=== Text block ===
Book Review: Empire of Blue Water – by Stephan Talty

All I knew about pirates came from movies and from Disneyland. Pirates are colorfully dressed, drunk, missing eyes, legs and arms, and sailing the Caribbean oceans, pillaging and raping and robbing. The black flag with skull and crossbones came to mind.

All told, I knew very little about pirates.

Then I read “Empire of Blue Water.” This book tells the story of piracy in the Caribbean between 1660 and 1690. It reads like a great novel. It is entertaining, colorful, informative and inspiring. I now need to read a few fiction books about pirates. One that comes to mind is “Treasure Island” which is on the list of the 100 best novels.

In the 1500 and the first half of the 1600 century, the Spanish Empire was the dominant world power. They owned the New World, mostly centered around the Caribbean, the northern borders of today’s South America, Central America and Mexico. The Spanish hauled immense amounts of gold, silver and other treasures out of the Americas by the shipload to finance their imperial ambitions and feed the corrupt and fading bureaucracy.

The English had no foothold and had to watch as bystanders as the Spanish scored the big payday. So they commissioned “privateers,” which are vessels full of men allowed and tasked to attack the enemy, whether it be ships, towns and other settlements or interests. These privateers were not paid. They simply got to keep all the booty they made in their attacks.
===
• Action item A: Print the book review from "In the 1500" to "in their attacks.".
• Action item B: According to the book review, what years of Caribbean piracy does the book cover?
• Action item C: Please decide whether each statement agrees with the book review, answering yes or no and quoting the words that settle it: (i) Privateers were paid for their attacks. (ii) The reviewer says the book reads like a great novel. (iii) The English had a firm foothold in the New World.
Work only from the book review above and nothing else.
=== Extracted material ===
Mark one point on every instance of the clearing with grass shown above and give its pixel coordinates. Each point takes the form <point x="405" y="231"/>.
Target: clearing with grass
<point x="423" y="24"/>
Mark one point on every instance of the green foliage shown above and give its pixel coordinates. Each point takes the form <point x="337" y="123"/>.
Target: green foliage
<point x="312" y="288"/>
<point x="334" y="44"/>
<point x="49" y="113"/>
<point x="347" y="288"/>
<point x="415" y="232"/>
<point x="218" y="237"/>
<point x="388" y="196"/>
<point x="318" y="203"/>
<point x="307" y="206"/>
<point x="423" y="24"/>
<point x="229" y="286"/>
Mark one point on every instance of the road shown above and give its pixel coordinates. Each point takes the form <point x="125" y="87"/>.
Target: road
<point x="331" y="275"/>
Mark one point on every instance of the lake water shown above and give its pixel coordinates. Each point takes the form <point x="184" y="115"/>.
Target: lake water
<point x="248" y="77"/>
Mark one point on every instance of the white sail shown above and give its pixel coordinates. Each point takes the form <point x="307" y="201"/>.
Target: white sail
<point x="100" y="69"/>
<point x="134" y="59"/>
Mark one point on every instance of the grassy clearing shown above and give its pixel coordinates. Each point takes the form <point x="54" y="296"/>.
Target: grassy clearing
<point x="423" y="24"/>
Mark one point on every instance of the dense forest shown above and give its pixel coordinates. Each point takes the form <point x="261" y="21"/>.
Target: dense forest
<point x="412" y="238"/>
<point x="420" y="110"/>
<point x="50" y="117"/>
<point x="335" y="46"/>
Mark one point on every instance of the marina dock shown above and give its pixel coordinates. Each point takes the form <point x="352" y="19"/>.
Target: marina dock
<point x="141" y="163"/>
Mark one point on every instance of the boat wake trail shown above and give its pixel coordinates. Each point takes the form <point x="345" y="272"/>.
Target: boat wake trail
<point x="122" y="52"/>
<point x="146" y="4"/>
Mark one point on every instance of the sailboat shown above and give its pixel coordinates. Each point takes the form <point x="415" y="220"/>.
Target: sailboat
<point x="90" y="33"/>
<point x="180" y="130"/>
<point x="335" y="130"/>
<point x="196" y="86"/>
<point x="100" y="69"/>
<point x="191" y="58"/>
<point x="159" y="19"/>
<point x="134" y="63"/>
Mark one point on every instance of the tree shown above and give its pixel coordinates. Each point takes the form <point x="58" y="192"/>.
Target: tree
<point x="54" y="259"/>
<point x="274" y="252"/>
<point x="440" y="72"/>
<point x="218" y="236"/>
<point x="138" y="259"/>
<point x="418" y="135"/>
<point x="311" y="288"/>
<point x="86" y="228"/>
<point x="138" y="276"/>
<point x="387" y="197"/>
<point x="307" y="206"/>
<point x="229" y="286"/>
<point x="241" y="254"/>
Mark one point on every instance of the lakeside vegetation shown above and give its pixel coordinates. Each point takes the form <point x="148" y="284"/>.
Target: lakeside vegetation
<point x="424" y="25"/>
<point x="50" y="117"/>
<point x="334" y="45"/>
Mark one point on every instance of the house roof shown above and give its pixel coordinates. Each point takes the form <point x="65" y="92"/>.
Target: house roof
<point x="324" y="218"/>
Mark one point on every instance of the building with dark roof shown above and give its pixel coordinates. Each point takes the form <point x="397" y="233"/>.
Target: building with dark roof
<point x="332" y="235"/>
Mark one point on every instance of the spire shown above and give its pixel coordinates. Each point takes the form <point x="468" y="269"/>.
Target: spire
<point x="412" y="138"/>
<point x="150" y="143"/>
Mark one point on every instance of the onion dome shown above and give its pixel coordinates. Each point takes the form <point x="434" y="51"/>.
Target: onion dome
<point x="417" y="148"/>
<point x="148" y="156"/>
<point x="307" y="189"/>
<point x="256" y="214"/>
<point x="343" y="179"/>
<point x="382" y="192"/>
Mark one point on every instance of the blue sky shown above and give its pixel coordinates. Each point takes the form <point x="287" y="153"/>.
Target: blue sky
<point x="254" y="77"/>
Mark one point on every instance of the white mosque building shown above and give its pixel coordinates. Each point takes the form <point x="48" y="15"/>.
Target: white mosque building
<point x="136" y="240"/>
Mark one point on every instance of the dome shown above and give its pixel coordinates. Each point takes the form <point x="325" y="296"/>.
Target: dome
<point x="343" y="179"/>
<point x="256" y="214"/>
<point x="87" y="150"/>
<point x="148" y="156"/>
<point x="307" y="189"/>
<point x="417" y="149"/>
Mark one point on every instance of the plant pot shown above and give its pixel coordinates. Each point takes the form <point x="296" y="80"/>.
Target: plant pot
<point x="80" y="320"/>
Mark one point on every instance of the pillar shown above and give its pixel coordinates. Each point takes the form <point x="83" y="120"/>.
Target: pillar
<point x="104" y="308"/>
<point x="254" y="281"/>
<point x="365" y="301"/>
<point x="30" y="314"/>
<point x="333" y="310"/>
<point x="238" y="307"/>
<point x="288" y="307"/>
===
• Exercise solution A:
In the 1500 and the first half of the 1600 century, the Spanish Empire was the dominant world power. They owned the New World, mostly centered around the Caribbean, the northern borders of today’s South America, Central America and Mexico. The Spanish hauled immense amounts of gold, silver and other treasures out of the Americas by the shipload to finance their imperial ambitions and feed the corrupt and fading bureaucracy.

The English had no foothold and had to watch as bystanders as the Spanish scored the big payday. So they commissioned “privateers,” which are vessels full of men allowed and tasked to attack the enemy, whether it be ships, towns and other settlements or interests. These privateers were not paid. They simply got to keep all the booty they made in their attacks.

• Exercise solution B: 1660 to 1690.

• Exercise solution C:
(i) No: "These privateers were not paid."
(ii) Yes: "It reads like a great novel."
(iii) No: "The English had no foothold"